Task description: Rewrite every row below, requests included, multiplying each point coordinate in the answers by 1.8 and rounding to whole numbers, with halves rounded up. Leave the pictures out of your answer.

(Data extracted from a collection)
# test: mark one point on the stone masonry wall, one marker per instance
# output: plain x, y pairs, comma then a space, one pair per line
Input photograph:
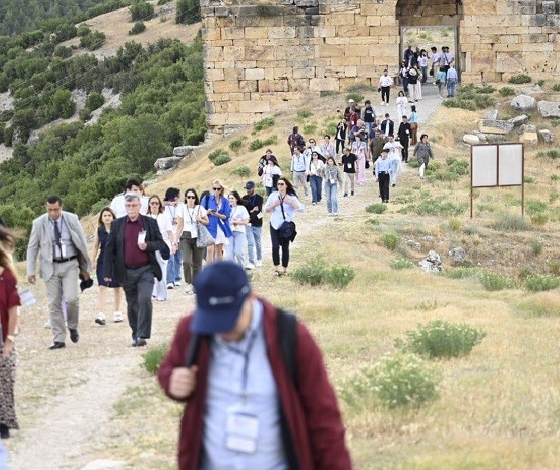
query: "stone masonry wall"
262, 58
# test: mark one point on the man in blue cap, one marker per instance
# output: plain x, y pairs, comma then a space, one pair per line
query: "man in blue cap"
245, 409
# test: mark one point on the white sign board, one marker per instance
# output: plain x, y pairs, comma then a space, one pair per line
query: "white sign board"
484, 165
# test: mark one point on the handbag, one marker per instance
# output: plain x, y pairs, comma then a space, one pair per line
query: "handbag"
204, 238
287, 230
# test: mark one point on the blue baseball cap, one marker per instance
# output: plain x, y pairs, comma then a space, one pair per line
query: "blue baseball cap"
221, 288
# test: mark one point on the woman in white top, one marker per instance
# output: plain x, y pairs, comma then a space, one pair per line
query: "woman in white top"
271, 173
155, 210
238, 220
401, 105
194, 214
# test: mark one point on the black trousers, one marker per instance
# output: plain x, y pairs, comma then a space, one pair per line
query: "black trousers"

Worked solution:
# test: mark one point on the stone masonry wall, one marker per instance
# output: plain x, y pairs, comma then a space, one pair per line
Input photograph:
query: "stone masonry wall"
472, 104
# test: mark one point on the man in blue cap, one marker per instance
# output: plain x, y pairs, comma then a space, one pair per line
query: "man in blue cap"
441, 736
# test: mark one point on the white sign board, one marker per instance
# output: plain x, y pairs, comma then a space, one pair per line
query: "white sign board"
871, 297
# test: mark one point on the handbag, one marker per instance
# output: plain x, y pairs, comma then a space, one pair per line
query: "handbag"
367, 428
517, 414
# test: mark one point on the blue baseball cap, one marker per instance
# output: plain x, y pairs, comma then a space, one pair per line
query: "blue baseball cap"
398, 518
# test: mark one point on the woman in white top, one marker per instance
# output: plain x, y pairs, comma then a space, one pair per line
query: "woman in white top"
488, 311
279, 378
428, 396
722, 189
349, 385
# test: mark one point on the black trousers, one marker per instance
# output: plain x, y pairs, comma then a space, one pair per line
query: "black trousers"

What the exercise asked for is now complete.